## Directive
Find each line in the material below that contains the word "house", and copy those lines.

## Exercise materials
——————
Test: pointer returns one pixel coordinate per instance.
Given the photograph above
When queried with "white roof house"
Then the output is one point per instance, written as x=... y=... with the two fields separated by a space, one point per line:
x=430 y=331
——————
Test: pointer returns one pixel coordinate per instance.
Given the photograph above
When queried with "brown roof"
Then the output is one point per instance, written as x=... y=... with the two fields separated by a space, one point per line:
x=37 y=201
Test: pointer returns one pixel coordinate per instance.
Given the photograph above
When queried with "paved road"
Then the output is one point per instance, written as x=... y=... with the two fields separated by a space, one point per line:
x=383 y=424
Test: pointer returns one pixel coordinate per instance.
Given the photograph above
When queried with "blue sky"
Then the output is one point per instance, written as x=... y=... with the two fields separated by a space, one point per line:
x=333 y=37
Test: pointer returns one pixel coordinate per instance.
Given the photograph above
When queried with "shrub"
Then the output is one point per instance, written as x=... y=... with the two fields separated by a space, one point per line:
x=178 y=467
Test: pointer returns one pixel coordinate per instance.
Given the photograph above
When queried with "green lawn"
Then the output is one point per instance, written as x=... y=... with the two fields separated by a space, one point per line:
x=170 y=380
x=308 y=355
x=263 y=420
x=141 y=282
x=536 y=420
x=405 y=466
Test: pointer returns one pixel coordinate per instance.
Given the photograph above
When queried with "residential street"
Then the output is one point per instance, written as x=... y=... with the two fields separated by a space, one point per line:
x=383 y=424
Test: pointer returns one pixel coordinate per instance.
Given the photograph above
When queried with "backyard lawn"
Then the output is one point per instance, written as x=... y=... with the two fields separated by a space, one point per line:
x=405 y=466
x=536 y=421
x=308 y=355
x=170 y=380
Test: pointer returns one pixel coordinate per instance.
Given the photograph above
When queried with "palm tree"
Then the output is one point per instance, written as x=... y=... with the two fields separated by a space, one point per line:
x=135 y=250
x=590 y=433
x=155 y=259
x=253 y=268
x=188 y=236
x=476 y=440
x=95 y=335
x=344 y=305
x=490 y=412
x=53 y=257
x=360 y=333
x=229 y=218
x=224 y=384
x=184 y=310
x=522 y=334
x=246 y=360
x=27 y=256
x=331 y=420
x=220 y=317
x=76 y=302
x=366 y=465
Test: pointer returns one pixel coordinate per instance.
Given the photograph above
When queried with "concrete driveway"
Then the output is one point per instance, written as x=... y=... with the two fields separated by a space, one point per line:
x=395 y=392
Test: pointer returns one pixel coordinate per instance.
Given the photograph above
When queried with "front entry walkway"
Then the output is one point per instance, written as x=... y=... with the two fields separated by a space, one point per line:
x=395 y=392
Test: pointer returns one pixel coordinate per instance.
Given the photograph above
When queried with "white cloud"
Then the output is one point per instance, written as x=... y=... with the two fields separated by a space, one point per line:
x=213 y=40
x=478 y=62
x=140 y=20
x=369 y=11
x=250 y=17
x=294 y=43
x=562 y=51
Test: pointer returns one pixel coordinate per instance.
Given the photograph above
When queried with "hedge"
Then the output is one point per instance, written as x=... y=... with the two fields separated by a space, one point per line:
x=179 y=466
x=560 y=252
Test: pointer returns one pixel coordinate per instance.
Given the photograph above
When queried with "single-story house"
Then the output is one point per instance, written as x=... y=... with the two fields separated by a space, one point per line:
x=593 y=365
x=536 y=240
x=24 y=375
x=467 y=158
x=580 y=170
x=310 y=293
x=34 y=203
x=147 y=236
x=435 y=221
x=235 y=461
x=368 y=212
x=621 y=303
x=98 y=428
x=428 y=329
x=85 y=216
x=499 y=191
——————
## Reply to the exercise
When queried with "white roof house"
When queried with "single-story house"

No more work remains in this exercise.